Instructions to follow: Which lines in the rows below contain the word "black"? Pick out each of them and copy it in full.

Record list:
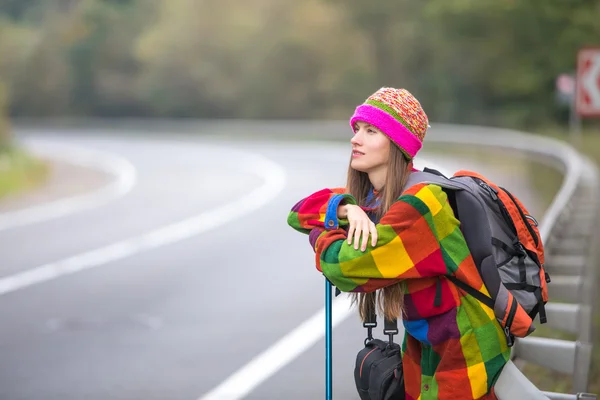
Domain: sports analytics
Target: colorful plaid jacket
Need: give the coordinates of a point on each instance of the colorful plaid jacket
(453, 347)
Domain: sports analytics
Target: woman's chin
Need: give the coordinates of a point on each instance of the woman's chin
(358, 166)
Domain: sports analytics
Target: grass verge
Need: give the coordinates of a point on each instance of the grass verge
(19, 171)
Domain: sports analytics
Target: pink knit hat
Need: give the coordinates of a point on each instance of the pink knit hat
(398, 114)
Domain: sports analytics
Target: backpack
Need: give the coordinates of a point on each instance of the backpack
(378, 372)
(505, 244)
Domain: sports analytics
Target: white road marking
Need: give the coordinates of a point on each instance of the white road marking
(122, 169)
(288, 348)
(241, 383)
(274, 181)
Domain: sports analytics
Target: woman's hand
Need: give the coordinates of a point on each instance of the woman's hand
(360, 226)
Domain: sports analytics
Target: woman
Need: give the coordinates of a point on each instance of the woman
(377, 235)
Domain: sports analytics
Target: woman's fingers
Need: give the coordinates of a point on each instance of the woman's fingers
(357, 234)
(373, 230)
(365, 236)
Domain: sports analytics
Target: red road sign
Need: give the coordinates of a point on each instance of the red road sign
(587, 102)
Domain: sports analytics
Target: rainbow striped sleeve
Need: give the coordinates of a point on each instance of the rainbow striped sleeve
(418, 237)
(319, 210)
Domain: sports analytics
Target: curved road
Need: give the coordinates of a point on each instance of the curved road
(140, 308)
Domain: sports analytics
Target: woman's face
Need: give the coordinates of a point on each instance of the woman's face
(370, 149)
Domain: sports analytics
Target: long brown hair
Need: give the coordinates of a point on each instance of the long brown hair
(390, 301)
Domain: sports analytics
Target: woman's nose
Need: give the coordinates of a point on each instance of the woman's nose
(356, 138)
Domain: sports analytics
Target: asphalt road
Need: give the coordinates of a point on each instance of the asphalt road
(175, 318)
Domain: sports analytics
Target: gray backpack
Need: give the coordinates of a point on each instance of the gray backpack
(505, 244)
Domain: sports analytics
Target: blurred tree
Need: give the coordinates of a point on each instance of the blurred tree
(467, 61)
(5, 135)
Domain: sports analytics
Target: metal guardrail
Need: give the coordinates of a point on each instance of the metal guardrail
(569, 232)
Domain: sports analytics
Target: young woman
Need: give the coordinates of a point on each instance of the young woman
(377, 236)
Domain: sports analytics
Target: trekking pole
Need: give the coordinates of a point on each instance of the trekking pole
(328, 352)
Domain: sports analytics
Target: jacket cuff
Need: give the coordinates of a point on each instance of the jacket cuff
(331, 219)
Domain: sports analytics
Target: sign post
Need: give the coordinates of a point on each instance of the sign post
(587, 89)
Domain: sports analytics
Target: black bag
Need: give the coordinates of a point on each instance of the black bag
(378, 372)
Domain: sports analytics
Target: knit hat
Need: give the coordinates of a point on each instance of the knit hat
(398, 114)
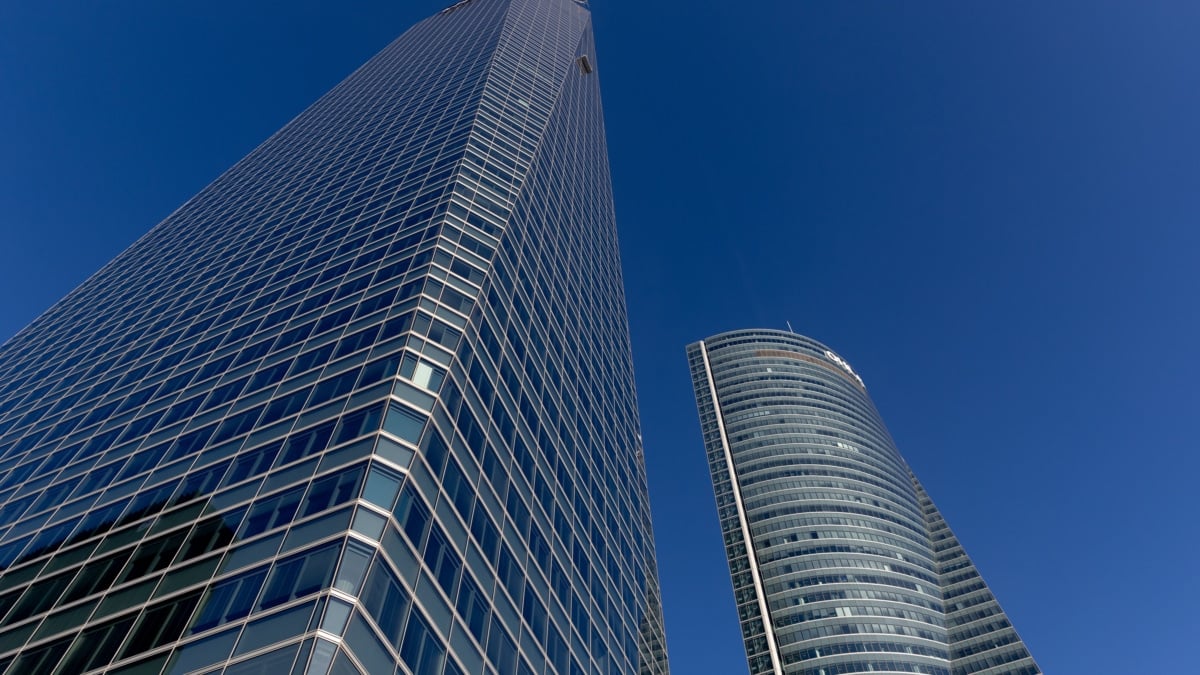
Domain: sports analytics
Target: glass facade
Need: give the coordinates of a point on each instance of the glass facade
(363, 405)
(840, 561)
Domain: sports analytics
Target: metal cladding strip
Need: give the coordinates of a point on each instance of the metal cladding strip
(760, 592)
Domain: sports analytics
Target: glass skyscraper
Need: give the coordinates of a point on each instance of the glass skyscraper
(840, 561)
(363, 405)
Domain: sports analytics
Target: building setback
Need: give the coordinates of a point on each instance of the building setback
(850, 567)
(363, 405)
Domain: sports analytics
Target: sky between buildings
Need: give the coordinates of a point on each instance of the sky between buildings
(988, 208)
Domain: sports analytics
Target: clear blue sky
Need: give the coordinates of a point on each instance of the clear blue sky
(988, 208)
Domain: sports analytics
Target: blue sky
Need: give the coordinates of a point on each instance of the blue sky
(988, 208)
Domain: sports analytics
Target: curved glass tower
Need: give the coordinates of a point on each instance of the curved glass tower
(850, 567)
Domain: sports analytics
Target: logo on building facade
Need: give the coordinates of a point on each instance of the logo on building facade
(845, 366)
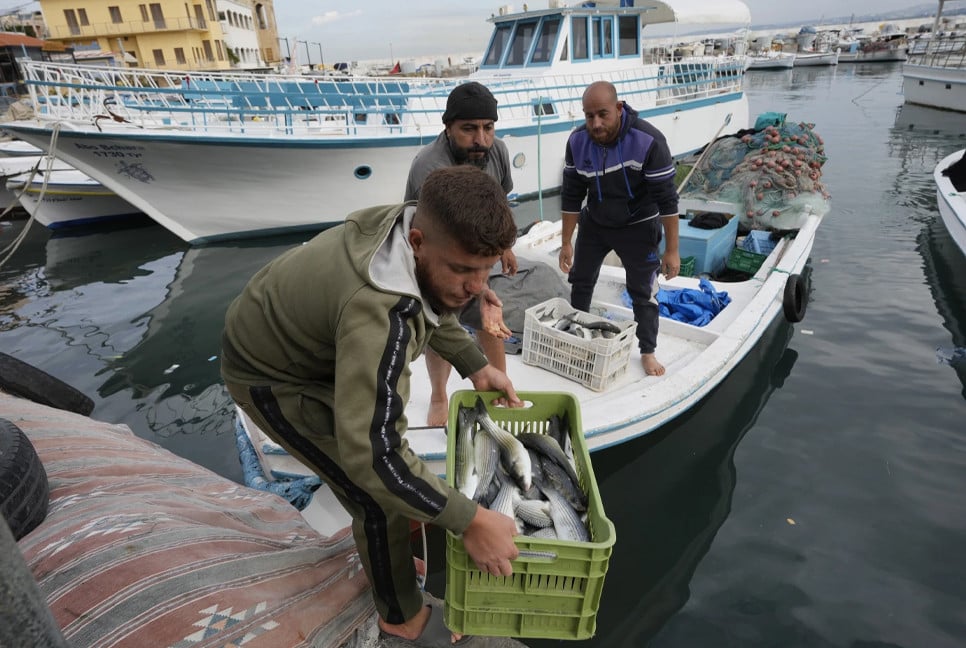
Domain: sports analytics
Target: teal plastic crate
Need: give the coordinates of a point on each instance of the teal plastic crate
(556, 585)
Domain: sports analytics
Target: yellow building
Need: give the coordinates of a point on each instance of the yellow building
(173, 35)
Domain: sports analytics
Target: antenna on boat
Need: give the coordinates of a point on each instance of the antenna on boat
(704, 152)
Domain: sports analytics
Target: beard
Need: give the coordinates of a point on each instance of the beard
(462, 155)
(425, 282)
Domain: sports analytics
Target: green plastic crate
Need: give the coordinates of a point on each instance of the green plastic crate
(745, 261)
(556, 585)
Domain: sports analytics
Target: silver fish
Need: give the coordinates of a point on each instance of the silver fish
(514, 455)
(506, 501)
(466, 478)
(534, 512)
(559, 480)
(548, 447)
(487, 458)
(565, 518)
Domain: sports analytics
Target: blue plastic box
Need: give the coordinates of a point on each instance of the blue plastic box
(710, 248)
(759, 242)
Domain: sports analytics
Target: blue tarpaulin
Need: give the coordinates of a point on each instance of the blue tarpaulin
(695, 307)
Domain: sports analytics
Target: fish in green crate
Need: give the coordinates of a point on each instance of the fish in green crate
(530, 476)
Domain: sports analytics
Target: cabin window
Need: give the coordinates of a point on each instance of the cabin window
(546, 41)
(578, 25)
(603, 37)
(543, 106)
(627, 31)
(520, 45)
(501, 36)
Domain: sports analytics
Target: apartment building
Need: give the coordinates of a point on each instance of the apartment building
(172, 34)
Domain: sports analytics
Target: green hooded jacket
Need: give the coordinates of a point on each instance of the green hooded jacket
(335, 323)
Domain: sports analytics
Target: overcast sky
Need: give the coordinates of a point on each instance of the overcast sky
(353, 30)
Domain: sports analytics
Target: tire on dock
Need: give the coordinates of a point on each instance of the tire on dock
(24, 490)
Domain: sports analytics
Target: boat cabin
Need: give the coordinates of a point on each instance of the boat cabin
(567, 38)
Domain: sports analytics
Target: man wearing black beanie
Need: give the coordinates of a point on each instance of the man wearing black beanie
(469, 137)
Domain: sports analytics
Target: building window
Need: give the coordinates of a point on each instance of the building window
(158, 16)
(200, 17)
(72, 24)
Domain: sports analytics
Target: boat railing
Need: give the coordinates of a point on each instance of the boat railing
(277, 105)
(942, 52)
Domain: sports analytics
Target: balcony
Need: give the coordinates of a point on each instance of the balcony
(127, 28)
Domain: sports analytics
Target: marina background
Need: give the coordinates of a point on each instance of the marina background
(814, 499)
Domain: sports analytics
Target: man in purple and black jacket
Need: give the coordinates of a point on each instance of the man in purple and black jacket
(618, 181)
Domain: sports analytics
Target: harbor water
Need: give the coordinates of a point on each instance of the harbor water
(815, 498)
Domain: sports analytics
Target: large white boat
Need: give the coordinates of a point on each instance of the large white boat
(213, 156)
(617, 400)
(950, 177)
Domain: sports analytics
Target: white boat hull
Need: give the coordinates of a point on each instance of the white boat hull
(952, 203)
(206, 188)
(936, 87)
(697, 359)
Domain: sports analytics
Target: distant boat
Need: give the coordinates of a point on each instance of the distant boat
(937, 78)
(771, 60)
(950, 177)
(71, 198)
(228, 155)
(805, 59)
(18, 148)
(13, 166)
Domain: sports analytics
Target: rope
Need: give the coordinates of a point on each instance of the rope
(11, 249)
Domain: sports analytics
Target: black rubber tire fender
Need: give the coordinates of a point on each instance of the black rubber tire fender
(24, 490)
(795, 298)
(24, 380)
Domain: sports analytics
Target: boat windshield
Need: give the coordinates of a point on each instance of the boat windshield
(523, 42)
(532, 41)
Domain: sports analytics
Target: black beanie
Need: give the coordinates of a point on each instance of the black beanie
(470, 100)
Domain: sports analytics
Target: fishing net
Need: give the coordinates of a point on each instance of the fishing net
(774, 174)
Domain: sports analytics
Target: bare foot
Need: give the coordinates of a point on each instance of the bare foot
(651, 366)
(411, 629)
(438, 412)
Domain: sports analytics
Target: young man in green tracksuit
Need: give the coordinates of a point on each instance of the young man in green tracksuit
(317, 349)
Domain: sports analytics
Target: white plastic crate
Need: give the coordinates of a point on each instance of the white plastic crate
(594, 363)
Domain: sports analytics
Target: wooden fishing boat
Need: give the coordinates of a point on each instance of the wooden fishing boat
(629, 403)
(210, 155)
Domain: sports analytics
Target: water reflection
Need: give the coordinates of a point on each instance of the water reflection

The reply:
Target: black bag
Need: give the coordinates of a point on each instance of the black bag
Target: man wearing black beanie
Need: give the coordinates of a point on each instance of the man wearing black beanie
Target: man in purple and black jacket
Need: give the coordinates of a point on each instance of the man in purple and black jacket
Target: black rubber tire fender
Need: give the coordinates of a point on each instance of the black rubber tire fender
Target: black beanie
Need: give the coordinates of a point on each instance of the black beanie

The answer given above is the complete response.